» **Text shown**:

——————————

A repatriation flight expected to contain 35 passengers who spent more than two weeks trapped on a coronavirus-stricken cruise ship in Japan is set to depart for the UK within hours.

Britons who have spent more than two weeks quarantined on the Diamond Princess are gearing up for their evacuation home this weekend.

A repatriation flight, initially due to leave on Friday, will now depart in the early hours of Saturday, local time.

Some 35 passengers are confirmed to board the repatriation flight, mainly British nationals with a small number of EU citizens, the PA news agency understands.

The plane that will take them home has landed at Haneda airport in Tokyo, and will take off slightly later than planned due to its late arrival.

In addition, UK Government medics will  be on board.

The passengers are due to land at Boscombe Down Ministry of Defence base, near Salisbury in Wiltshire.

Only those without symptoms will be able to board the plane, and all the passengers will be taken to Arrowe Park Hospital in Wirral for 14 days of quarantine.

——————————

» **Dataset content**:
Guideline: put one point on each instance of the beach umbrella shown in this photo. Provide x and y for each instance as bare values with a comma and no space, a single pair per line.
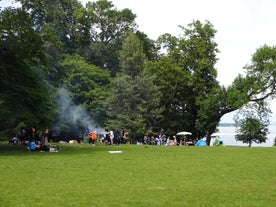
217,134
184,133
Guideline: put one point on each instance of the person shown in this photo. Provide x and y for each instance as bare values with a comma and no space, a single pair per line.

——————————

» **Aim of the exercise**:
Reproduce word for word the part of the article on the Diamond Princess repatriation flight, above the listing, that begins with the words "A repatriation flight, initially" and ends with "be on board.".

» **Written response**:
A repatriation flight, initially due to leave on Friday, will now depart in the early hours of Saturday, local time.

Some 35 passengers are confirmed to board the repatriation flight, mainly British nationals with a small number of EU citizens, the PA news agency understands.

The plane that will take them home has landed at Haneda airport in Tokyo, and will take off slightly later than planned due to its late arrival.

In addition, UK Government medics will  be on board.